> [What is required]: Restate each of the lines given below, word for word.

> [Entries shown]:
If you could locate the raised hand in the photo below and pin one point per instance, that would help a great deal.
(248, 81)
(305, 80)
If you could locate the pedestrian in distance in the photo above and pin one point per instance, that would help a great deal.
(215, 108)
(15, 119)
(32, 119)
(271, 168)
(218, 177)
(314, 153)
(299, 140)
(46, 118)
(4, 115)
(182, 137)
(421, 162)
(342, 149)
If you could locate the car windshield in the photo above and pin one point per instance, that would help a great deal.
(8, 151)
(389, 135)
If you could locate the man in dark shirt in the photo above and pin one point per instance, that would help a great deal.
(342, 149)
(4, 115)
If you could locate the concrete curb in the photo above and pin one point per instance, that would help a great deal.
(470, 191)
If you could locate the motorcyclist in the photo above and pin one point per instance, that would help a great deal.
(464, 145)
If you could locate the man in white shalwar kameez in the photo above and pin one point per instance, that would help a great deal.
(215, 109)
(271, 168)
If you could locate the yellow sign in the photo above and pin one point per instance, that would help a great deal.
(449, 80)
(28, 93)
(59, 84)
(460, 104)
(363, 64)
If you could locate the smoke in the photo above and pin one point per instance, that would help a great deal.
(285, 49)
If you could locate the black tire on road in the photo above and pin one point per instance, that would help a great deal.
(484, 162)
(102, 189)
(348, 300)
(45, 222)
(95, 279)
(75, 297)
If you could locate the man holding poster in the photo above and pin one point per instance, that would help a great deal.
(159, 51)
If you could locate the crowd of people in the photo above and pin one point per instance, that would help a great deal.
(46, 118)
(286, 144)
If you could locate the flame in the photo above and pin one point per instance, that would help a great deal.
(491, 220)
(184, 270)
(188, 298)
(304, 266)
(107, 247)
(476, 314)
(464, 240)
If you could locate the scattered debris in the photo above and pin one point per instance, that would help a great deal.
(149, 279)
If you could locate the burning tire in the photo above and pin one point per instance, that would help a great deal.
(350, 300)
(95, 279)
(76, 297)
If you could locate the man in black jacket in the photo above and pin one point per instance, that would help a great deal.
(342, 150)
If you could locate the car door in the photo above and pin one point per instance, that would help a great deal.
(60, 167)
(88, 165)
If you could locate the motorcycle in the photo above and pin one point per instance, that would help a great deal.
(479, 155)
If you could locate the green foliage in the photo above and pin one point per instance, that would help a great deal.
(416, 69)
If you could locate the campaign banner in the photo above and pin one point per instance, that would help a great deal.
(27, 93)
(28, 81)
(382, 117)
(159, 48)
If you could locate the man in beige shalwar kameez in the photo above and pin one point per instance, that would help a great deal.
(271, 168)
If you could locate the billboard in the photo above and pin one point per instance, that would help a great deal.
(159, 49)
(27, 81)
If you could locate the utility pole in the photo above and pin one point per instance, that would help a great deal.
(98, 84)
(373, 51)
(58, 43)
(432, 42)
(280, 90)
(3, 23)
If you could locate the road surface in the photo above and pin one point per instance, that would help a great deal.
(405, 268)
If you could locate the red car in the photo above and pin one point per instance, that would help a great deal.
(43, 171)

> [Written solution]:
If you could locate the raised hand in the photo below and pin one point per instance, that would help a great deal.
(248, 81)
(305, 80)
If you could locate the pedestrian in distance in the photo above and pin one point per instance, that would help a great deal.
(215, 108)
(15, 119)
(32, 119)
(271, 168)
(218, 177)
(314, 153)
(299, 140)
(46, 118)
(4, 115)
(182, 137)
(421, 162)
(342, 149)
If you could locate the car windshield in the photo above and pin one point per instance, that would help a great deal.
(8, 151)
(389, 135)
If you could locate the man in dark shirt in the photo above and pin one point per instance, that would help a great deal.
(342, 149)
(4, 115)
If you could locate the concrete curb in the photo above and pin one point per instance, that would help a great deal.
(470, 191)
If you could locate the motorcyclist in the photo above and pin one point per instance, that would help a great deal.
(464, 145)
If you could locate the man in white shalwar kameez in the photo above and pin one point per instance, that would help a great deal.
(215, 109)
(271, 168)
If you could locate the yellow sign in the photo above and pin one point per instance, that would help a great deal.
(449, 80)
(28, 93)
(59, 84)
(460, 104)
(363, 64)
If you could locate the smoke in the photo above and pin one point per instance, that would help a great deal.
(285, 49)
If you could locate the black tire on road in the photo above and pin one point per instance, that would help a great deal.
(484, 162)
(102, 189)
(348, 300)
(45, 222)
(95, 279)
(75, 297)
If you could locate the man holding poster in the photo above and pin one point per instance, that would help a great deal.
(159, 51)
If you could locate the crowd of people in the photo above and pin one point per instance, that would help a great deal.
(46, 118)
(286, 144)
If you could locate the flame in the photo above and pin one point per instance, that would help a great deal.
(491, 220)
(184, 270)
(188, 298)
(304, 266)
(107, 247)
(476, 314)
(464, 240)
If you could locate the scattered debris in the photo above and pin one point per instance, that would help a great deal.
(149, 279)
If you could locate the burning tire in the photo above and pin one point per instance, that would help a great deal.
(350, 300)
(95, 279)
(76, 297)
If you could locate the man in black jacket in the photo above and pin one point per instance, that would help a great deal.
(342, 150)
If you could locate the car door in the photo above and pin one point per instance, that would help a great deal.
(60, 167)
(88, 165)
If you could locate the motorcycle in the photo above and pin one point per instance, that would help a great deal.
(479, 155)
If you could locate the green foliage in the photo above and pin one point per instance, that would help a great deal.
(416, 69)
If you could locate the campaign banner in the photo above and pin one point per instance, that would help a great deal.
(27, 93)
(28, 81)
(382, 117)
(159, 48)
If you could locate the man in beige shalwar kameez in the photo above and pin one point per instance, that would help a great deal.
(271, 168)
If you could locate the billboard in the photo above and pin one point per instance, that would help a great deal.
(159, 49)
(27, 81)
If you could locate the utility pole in the photo above and pin one point per instance, that would help a great deal.
(98, 84)
(373, 51)
(58, 43)
(432, 42)
(280, 90)
(3, 23)
If you could locate the road surface in the photo above and pin one point per instance, that would help a great deal.
(405, 268)
If you could locate the red car in the photo above and pin one point per instance, that would help a great deal.
(43, 171)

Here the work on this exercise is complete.